**REQUEST 1**
Collect every line in the listing below that contains the string "wooden".

— START OF TEXT EXTRACT —

The recipe: hebben/zijn + participle

The perfect has two parts: a conjugated auxiliary — hebben ("to have") or zijn ("to be") — in second position, and a past participle at the very end of the sentence. The two clamp the rest of the sentence between them (the verb bracket; see word-order/verb-bracket).

Ik heb gewerkt.

I worked / I have worked. — 'heb' (auxiliary) + 'gewerkt' (participle) at the end.

We hebben gegeten.

We've eaten / We ate. — 'hebben' + the participle 'gegeten'.

Zij heeft een brief geschreven.

She wrote a letter. — 'heeft' second, participle 'geschreven' last, with the object in between.

Most verbs build the participle with ge- at the front and -t or -d at the end: werken → gewerkt, horen → gehoord. Others are irregular and must be learned (eten → gegeten, schrijven → geschreven). The full how-to is on verbs/past/participle-formation; for now, collect participles like vocabulary.

Hebben or zijn?

Most verbs take hebben. A smaller group takes zijn — chiefly verbs of motion to somewhere and verbs of change of state (going, coming, becoming, staying). See verbs/fundamentals/using-zijn-and-hebben-a1 for the full logic.

Ik ben naar de stad geweest.

I've been to town. — 'zijn' is used (geweest is the participle of zijn itself).

Hij is om acht uur vertrokken.

He left at eight. — 'vertrekken' is motion, so it takes 'zijn'.

We hebben de hele dag thuis gewerkt.

We worked at home all day. — 'werken' is not motion, so 'hebben'.

A handful of high-frequency verbs you'll use constantly take zijn: gaan (go), komen (come), zijn (be → geweest), blijven (stay), worden (become). It's worth memorising those five as a set, because they appear in almost every account of a day.

Putting time words in

Dutch happily uses the perfect with finished-time markers — gisteren (yesterday), vorige week (last week), vanmorgen (this morning). This is exactly what English forbids ("I have worked yesterday" is wrong in English), so it feels strange at first, but in Dutch it's the normal, idiomatic sentence.

Gisteren heb ik gewerkt.

— END OF TEXT EXTRACT —
— START OF GIVEN RECORDS —

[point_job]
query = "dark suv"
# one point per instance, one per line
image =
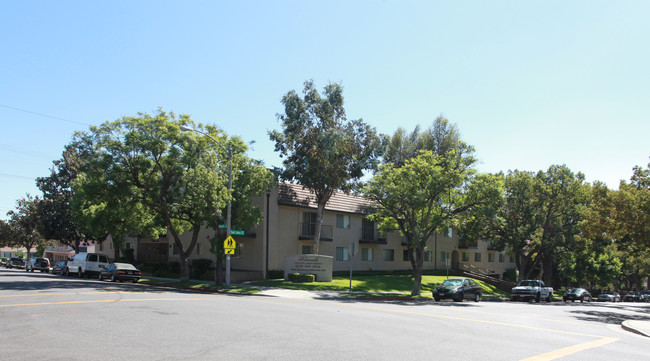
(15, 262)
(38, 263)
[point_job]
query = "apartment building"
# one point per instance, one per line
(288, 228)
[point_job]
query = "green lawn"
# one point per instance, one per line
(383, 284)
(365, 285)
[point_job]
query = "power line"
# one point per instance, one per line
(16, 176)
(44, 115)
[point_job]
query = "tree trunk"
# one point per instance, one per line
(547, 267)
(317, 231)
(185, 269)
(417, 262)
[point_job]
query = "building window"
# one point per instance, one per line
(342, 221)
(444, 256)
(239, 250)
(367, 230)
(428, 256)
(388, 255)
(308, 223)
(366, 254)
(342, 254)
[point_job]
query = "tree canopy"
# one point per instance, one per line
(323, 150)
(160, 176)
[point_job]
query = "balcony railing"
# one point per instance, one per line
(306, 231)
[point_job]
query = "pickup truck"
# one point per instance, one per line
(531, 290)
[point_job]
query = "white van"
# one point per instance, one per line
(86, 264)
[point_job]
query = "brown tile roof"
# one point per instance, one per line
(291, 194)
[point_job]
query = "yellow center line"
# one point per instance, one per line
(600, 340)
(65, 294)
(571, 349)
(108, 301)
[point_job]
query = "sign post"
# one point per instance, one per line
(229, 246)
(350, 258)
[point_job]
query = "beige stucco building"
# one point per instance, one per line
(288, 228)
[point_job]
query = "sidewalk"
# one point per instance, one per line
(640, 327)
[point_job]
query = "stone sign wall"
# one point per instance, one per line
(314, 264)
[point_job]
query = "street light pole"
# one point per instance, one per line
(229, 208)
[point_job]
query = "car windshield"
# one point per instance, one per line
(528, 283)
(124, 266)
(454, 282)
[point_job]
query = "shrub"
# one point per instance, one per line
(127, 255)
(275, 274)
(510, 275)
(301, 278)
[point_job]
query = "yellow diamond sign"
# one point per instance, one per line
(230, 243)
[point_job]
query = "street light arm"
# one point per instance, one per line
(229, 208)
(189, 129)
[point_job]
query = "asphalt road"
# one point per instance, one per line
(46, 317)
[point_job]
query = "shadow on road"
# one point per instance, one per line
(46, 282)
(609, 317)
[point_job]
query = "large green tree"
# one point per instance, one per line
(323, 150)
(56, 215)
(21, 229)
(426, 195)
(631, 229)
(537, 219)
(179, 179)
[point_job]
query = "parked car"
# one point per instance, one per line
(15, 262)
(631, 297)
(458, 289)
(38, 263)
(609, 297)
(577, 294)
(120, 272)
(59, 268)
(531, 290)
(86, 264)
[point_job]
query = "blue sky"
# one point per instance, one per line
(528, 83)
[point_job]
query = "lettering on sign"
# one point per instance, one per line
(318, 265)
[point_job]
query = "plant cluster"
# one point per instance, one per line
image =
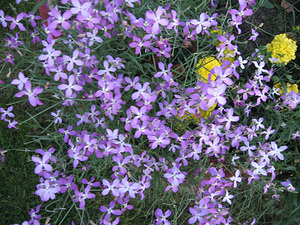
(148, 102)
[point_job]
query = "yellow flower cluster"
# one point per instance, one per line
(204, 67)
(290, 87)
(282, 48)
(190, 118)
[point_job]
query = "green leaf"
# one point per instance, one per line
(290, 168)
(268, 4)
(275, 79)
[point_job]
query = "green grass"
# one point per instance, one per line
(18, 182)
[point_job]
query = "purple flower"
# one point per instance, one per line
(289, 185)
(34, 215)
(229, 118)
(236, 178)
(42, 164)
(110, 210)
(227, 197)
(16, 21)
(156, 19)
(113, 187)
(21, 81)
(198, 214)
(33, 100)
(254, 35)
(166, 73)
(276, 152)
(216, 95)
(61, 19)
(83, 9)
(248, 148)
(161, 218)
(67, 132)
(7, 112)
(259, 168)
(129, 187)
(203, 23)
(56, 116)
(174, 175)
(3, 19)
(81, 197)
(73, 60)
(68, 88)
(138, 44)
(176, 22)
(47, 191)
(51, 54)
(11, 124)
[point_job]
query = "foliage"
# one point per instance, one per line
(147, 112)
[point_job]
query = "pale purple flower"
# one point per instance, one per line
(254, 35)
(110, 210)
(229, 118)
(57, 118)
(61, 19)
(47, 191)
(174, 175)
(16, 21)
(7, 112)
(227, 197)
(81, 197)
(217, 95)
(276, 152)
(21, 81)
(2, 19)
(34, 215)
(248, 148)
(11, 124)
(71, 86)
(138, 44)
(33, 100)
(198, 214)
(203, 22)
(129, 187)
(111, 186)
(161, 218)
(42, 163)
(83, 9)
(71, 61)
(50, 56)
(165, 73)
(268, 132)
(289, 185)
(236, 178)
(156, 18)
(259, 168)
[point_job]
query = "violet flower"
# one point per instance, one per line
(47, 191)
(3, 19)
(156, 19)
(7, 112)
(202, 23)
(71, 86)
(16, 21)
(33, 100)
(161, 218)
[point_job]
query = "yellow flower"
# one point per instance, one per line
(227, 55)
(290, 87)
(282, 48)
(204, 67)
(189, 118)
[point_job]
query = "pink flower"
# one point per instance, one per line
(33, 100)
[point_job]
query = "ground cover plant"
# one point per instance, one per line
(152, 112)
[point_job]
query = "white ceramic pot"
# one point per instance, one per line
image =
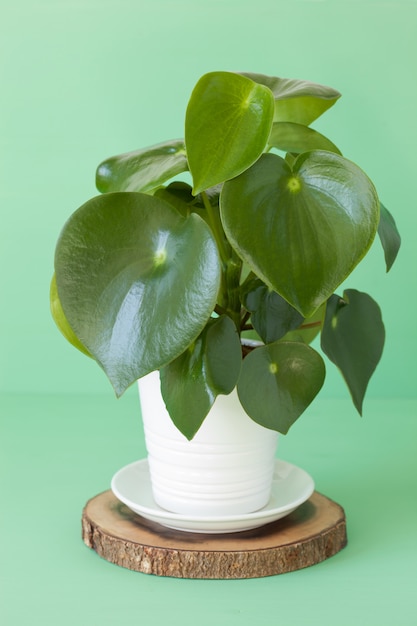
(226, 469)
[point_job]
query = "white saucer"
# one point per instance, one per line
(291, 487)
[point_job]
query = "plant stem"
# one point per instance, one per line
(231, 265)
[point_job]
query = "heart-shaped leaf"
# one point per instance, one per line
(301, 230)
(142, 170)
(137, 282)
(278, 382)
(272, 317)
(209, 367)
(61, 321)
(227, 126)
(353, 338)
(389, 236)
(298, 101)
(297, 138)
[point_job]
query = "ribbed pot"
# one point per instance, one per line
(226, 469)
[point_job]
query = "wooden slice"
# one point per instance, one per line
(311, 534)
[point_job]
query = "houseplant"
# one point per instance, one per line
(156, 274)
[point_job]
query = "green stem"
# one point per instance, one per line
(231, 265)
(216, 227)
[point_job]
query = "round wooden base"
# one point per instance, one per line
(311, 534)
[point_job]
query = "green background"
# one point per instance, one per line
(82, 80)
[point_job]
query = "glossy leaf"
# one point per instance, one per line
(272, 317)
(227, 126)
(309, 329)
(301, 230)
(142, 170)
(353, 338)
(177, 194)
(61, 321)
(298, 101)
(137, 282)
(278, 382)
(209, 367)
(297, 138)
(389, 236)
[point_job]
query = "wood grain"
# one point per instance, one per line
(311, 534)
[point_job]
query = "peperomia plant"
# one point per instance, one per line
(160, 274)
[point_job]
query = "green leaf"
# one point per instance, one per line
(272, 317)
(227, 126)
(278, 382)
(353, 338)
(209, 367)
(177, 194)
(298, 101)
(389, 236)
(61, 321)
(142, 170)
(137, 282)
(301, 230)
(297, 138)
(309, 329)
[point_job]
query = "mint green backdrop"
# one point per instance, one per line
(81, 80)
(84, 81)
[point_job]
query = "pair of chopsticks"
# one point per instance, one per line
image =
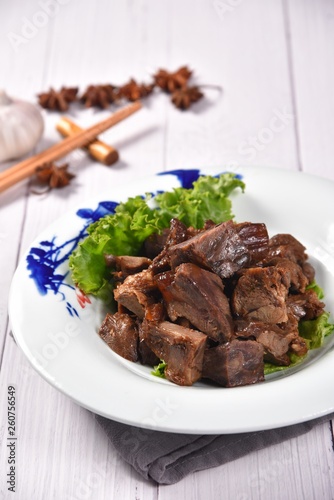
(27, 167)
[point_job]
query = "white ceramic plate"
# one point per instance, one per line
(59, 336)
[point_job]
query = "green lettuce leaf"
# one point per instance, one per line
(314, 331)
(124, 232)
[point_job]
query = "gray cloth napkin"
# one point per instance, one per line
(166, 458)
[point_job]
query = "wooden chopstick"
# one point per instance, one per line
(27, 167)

— END OF GIVEN RECORDS —

**REQUEST 2**
Pick up the lesson on the Dutch perfect tense above right after its last sentence and keep writing it.

**WRITTEN ANSWER 1**
query = "wooden slice"
query = "round wooden base"
query = "wooden chopstick"

**WRITTEN ANSWER 2**
I worked yesterday. — the perfect with 'gisteren' is completely natural in Dutch.

Vorige week hebben we een film gezien.

Last week we saw a film. — perfect + 'vorige week', the everyday choice.

Vanmorgen ben ik naar de markt gegaan.

This morning I went to the market. — 'zijn' (motion) + participle, with a time word.

Notice the word order when a time word comes first: Gisteren heb ik... — the time phrase takes slot one, so the subject and verb swap (this is inversion: verb stays second). Gisteren ik heb gewerkt is wrong; it must be Gisteren heb ik gewerkt.

Narrating a whole day

String several perfects together and you have a full account. Here's a morning, told the way a Dutch speaker actually would:

Ik ben om zeven uur opgestaan en heb ontbeten.

I got up at seven and had breakfast. — two perfects; 'ben opgestaan' (motion/change of state) then 'heb ontbeten'.

Daarna heb ik de kinderen naar school gebracht.

Then I took the kids to school. — 'daarna' first, so inversion: 'heb ik'.

's Middags hebben we samen gegeten en koffie gedronken.

In the afternoon we ate together and drank coffee. — two participles, 'gegeten' and 'gedronken', sharing the auxiliary.

Once you can do this, you've hit the practical A2 target: telling someone what your day was like. You don't need the simple past yet — the perfect carries the whole narrative.

When the simple past does appear

For completeness: the simple past (ik werkte, ik ging) isn't gone — it surfaces in storytelling and written narration, and for habitual past ("I used to..."). But for reporting individual finished events in conversation, stick with the perfect. Overusing the simple past in speech is the classic English-speaker error, because English trains you to default to it.

Common Mistakes

❌ Ik werkte gisteren. (as a neutral spoken report)

Not ungrammatical, but the simple past sounds narrative; conversation wants the perfect.

✅ Ik heb gisteren gewerkt.

I worked yesterday. — the perfect is the natural spoken past, even with 'gisteren'.

❌ Ik heb geschreven een brief.

Wrong word order — the participle must go to the very end.

✅ Ik heb een brief geschreven.

I wrote a letter. — object in the middle, participle 'geschreven' last.

❌ Ik heb naar huis gegaan.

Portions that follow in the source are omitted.